Question

The field due to a wire of $n$ turns and radius $r$ which carries a current $I$ is measured on the axis of the coil at a small distance $h$ from the center of the coil. This is smaller than the field at the center by the fraction:

• A. $\frac{3}{2}\frac{h^2}{r^2}$
• B. $\frac{2}{3}\frac{h^2}{r^2}$
• C. $\frac{3}{2}\frac{r^2}{h^2}$
• D. $\frac{2}{3}\frac{r^2}{h^2}$

Answer 1

Answer: (A)

$\frac{3}{2}\frac{h^2}{r^2}$

The magnetic field on the axis of a coil carrying current $I$, having $n$ turns, radius $r$ and at a distance $h$ from the centre of the coil, is given by

$B=\frac{{\mu }_0}{2\pi }\times \frac{2\pi NI{r}^2}{{(r^2+h^2)}^{3/2}}.........\left(1\right)$

The field at the centre is given by

$B_C=\frac{{\mu }_0}{4\pi }\times \frac{2\pi NI}{r}...........\left(2\right)$

$\therefore \frac{B}{B_C}=\frac{r^3}{{(r^2+h^2)}^{3/2}}=\frac{r^3}{{r^3(1+\frac{h^2}{r^2})}^{3/2}}=[1-\frac{3}{2}\frac{h^2}{r^2}]$

We have to find : $f=\frac{B_C-B}{B_C}=1-\frac{B}{B_C}=\frac{3}{2}\frac{h^2}{r^2}$

(Entries from a dataset)
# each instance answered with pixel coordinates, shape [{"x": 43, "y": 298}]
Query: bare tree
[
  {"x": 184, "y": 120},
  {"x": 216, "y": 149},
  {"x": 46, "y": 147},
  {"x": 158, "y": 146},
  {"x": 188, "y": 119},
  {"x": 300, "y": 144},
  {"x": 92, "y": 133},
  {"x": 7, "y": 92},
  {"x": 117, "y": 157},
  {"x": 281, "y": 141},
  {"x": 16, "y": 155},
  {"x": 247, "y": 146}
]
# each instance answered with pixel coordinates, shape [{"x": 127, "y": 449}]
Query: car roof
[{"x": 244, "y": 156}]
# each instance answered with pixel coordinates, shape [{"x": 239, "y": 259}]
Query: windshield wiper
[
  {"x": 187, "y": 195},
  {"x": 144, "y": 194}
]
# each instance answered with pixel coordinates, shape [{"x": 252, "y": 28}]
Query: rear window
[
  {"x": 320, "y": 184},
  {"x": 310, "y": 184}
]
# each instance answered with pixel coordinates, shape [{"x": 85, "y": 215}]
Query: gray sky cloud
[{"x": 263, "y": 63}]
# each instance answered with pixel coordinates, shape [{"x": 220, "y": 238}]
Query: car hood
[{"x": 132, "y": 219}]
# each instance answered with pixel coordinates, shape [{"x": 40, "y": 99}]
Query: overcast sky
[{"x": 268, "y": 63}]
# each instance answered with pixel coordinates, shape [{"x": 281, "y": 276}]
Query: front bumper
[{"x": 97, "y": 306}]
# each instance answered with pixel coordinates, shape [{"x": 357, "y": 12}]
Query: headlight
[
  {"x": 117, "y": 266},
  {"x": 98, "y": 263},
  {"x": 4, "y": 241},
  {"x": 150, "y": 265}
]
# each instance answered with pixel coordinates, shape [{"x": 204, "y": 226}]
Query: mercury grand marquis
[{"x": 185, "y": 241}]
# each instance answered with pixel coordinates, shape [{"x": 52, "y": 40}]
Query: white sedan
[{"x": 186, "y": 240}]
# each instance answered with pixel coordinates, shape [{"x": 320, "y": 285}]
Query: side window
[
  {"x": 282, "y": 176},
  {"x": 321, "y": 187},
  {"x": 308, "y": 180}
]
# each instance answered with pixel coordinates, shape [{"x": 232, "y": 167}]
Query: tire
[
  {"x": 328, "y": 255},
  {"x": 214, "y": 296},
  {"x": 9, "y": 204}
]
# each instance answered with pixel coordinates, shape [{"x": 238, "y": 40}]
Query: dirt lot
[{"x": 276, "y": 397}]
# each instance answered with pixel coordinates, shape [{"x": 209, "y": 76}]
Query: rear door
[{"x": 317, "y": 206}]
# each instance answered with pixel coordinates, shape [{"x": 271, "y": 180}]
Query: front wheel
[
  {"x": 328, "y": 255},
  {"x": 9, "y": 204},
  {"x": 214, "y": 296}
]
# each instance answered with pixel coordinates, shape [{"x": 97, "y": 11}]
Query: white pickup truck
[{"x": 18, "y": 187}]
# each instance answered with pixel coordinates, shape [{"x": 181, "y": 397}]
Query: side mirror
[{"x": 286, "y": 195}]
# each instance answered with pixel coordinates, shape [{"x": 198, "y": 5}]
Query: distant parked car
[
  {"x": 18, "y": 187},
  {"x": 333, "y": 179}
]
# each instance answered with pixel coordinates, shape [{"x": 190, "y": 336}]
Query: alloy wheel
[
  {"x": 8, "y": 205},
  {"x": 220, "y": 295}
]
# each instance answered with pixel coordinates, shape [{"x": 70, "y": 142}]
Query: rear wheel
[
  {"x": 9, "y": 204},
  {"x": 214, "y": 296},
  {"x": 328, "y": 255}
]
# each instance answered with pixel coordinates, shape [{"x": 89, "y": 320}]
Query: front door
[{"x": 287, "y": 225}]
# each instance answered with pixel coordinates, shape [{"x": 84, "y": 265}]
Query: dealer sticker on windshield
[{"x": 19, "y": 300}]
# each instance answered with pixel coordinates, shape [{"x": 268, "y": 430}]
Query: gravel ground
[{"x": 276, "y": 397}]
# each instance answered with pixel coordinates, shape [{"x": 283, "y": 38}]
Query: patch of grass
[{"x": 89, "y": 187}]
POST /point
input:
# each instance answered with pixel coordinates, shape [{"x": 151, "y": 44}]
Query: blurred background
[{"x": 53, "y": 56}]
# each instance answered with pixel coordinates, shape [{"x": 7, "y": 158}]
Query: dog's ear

Aim:
Which lettered option does the coil field problem give as its answer?

Task output:
Option A, the fraction (3/2)(h²/r²).